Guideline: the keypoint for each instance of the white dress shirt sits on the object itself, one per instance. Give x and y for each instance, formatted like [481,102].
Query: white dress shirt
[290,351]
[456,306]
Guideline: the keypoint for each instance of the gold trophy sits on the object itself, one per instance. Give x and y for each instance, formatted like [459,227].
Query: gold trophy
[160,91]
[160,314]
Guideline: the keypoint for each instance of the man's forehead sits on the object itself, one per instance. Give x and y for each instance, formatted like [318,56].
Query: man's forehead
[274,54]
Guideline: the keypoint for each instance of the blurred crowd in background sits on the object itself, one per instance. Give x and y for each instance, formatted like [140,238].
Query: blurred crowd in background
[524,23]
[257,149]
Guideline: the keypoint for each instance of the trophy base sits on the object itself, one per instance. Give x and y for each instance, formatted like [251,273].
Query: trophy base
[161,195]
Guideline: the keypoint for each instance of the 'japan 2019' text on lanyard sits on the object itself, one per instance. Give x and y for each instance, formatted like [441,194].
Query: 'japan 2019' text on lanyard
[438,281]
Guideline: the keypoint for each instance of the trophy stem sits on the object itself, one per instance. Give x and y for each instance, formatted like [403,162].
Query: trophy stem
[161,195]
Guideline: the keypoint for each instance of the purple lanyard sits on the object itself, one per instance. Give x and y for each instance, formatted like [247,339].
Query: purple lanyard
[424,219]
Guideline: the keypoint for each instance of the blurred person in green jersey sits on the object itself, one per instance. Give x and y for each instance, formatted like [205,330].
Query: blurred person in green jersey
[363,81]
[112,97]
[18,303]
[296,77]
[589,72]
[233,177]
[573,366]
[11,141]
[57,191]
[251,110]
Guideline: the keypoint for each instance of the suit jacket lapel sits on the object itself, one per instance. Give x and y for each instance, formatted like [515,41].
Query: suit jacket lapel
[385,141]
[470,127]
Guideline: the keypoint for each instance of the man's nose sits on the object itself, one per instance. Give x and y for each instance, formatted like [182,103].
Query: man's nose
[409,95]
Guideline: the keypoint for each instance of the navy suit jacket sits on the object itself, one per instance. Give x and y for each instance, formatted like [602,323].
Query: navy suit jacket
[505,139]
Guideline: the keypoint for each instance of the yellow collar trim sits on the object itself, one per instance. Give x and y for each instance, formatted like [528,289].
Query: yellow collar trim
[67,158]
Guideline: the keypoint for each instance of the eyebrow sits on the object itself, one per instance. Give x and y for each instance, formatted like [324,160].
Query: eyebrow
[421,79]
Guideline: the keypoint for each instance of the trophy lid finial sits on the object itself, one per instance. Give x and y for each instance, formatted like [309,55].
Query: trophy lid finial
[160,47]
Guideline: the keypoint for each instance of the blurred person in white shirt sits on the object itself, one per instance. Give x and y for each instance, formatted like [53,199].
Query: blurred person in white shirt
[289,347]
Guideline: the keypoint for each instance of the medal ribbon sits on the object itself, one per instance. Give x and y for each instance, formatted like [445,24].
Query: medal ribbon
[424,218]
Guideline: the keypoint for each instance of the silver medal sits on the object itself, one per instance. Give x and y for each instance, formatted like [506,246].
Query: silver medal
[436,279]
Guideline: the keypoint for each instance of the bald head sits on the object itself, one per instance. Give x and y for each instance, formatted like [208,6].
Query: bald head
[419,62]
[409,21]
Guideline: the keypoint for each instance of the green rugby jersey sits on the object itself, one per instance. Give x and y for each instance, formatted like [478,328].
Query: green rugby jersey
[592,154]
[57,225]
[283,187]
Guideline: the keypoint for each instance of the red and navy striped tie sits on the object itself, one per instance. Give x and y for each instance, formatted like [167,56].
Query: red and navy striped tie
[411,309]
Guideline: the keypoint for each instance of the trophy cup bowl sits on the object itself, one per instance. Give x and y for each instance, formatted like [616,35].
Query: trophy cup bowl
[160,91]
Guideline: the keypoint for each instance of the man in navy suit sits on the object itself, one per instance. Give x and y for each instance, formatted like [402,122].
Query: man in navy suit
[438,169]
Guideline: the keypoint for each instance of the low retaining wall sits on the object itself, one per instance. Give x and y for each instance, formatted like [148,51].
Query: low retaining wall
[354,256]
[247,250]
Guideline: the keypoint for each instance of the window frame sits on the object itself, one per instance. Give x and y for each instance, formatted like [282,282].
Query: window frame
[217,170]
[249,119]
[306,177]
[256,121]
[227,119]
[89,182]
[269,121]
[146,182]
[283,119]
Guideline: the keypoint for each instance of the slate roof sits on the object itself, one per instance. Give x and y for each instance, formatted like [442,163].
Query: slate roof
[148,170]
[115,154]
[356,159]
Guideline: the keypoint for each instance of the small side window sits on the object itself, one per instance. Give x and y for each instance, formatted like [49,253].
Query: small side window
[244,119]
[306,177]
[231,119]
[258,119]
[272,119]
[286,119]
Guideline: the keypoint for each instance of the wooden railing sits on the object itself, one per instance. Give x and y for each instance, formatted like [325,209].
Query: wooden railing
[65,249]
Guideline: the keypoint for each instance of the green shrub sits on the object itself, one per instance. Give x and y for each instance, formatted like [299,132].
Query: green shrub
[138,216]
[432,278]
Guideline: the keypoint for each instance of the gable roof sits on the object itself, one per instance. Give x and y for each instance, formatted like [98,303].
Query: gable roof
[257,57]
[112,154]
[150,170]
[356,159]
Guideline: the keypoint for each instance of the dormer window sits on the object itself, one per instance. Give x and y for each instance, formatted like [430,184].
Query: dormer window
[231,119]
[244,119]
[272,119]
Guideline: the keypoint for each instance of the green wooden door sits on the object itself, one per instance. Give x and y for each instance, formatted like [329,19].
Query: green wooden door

• _Try it_: Look through the data above and return exactly the lines from the one that contains "Query: blurred person in white shirt" to the one that contains "Guideline: the keypoint for each instance of the trophy cup", inclusive, with nothing else.

• _Exercise answer_:
Query: blurred person in white shirt
[289,347]
Guideline: the keypoint for each instance of the medal ribbon sits on the object itself, one per instance. Give x and y for each instance, formatted like [445,24].
Query: medal ribbon
[424,218]
Guideline: the keypoint for each instance of the silver medal sits on the object itself, one per instance. Give x and y for each instance, formatted like [506,246].
Query: silver medal
[436,279]
Guideline: the keypoint for each instance of the bald head sits on the object itself, one per instance. Give x and y for each instance, formatted like [208,6].
Query: bald head
[419,62]
[409,21]
Guideline: the keypoint for each instance of the green rugby jersey sits on the object itself, one per instance. Give x and y for each instance, formatted like [478,328].
Query: green rugby jersey
[592,154]
[57,225]
[283,187]
Guideline: the keypoint for each instance of the red and navy striped tie sits on the object itself, one per instance. Give x and y for each instance, formatted like [167,56].
Query: red and navy striped tie
[411,309]
Guideline: the keypoint for each instance of the trophy cup bowl sits on the object itself, one per instance. Give x and y for each instance, formatted like [616,35].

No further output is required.